» **WRITTEN REQUEST**: From the line containing "Study the photograph above. For every instance of the red" through the end of the records below, rewrite every line, requests included, leaving out the pictures. Scale each point coordinate in the answers by 1.7 and round to whole numbers, with halves rounded up.

Dataset records about object locations

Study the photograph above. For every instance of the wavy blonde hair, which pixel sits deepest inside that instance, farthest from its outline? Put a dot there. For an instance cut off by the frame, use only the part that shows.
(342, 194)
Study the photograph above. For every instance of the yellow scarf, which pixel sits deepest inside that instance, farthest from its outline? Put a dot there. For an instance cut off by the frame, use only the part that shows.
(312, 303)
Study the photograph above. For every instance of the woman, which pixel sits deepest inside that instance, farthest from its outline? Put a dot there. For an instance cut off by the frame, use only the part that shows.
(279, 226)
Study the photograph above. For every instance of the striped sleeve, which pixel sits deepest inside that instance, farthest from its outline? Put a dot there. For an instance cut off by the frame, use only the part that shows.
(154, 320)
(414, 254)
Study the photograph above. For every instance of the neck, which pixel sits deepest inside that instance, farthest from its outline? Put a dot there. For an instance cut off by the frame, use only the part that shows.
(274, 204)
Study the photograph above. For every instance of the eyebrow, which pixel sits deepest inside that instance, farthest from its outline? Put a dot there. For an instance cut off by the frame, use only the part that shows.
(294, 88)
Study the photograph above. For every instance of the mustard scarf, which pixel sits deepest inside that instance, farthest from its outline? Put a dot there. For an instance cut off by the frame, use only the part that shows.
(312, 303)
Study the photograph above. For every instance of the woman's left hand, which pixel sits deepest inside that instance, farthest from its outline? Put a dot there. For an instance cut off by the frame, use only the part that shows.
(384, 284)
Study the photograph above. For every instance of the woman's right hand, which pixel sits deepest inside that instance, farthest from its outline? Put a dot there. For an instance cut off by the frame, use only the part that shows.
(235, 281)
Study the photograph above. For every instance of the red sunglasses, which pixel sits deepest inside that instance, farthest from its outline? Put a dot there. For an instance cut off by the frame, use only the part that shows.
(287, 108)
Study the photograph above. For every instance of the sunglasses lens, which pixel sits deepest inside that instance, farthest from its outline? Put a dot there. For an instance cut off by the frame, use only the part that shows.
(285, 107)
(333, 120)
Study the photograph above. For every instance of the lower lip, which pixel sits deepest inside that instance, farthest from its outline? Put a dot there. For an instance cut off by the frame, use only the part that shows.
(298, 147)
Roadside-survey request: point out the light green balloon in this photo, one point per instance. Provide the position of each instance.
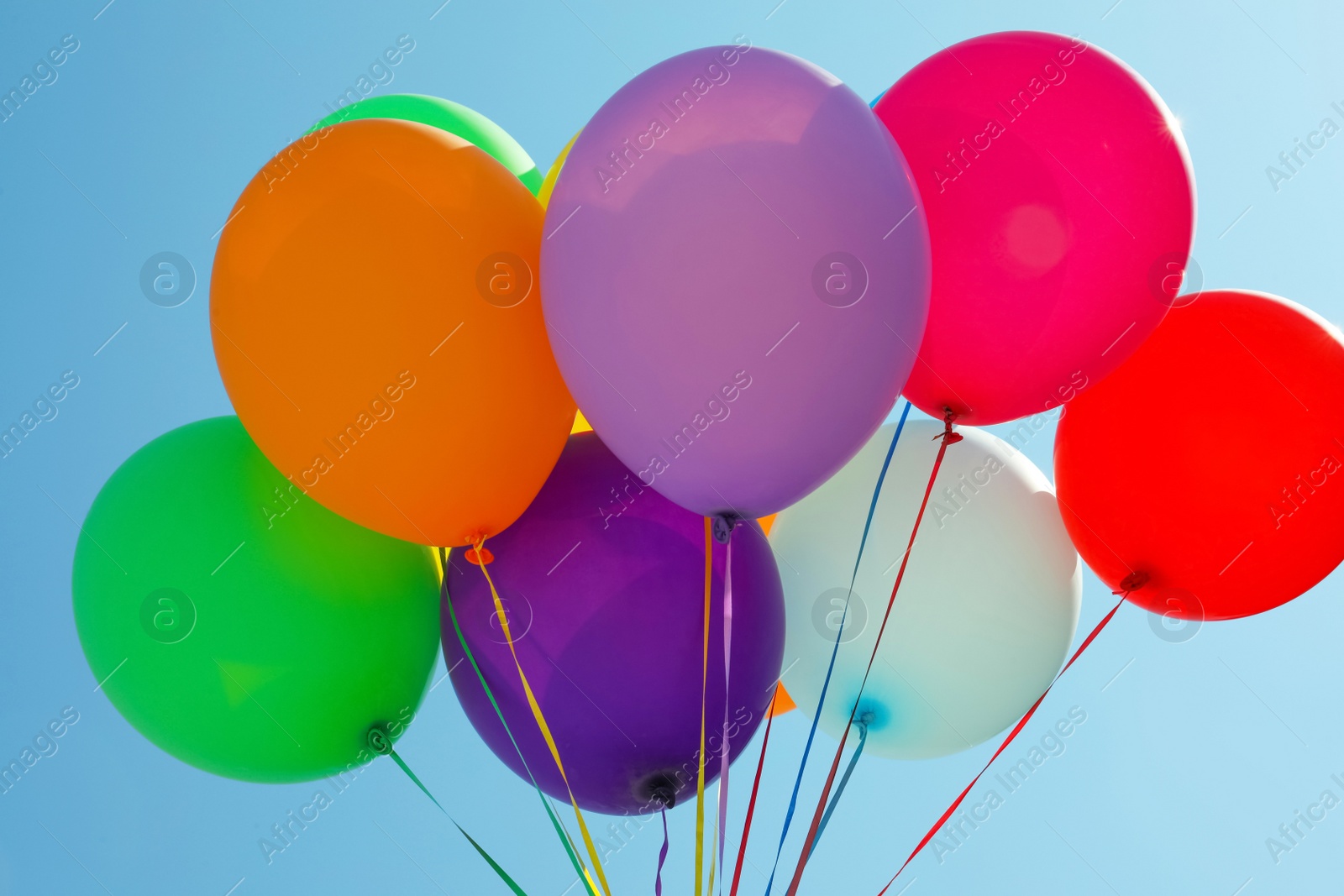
(239, 625)
(448, 116)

» **SOLUTION**:
Study the photograph above. For every instance of the red sunglasses, which pixel sits deepest inside that instance, farthest from its outline? Put a dot there. For an instance cut off by the frame, use only the part that shows.
(488, 184)
Study the photograph above. For every instance of the sunglasses lens, which pixel sits deepest inside that instance, farthest from its outline? Put a dot there. For an instance cut off by the frame, use only the part that shows.
(485, 182)
(566, 204)
Study the photograph above. For every instance of the lower lip, which pixel sits deepest inside that instance, farthest from its outline? Put a dot there. For an instance cut off by the frame, use only the part that shows.
(507, 250)
Roadside-survey request: point out the light green balloon in this photo, one point per instance. Provide the position of each instance.
(406, 1063)
(762, 197)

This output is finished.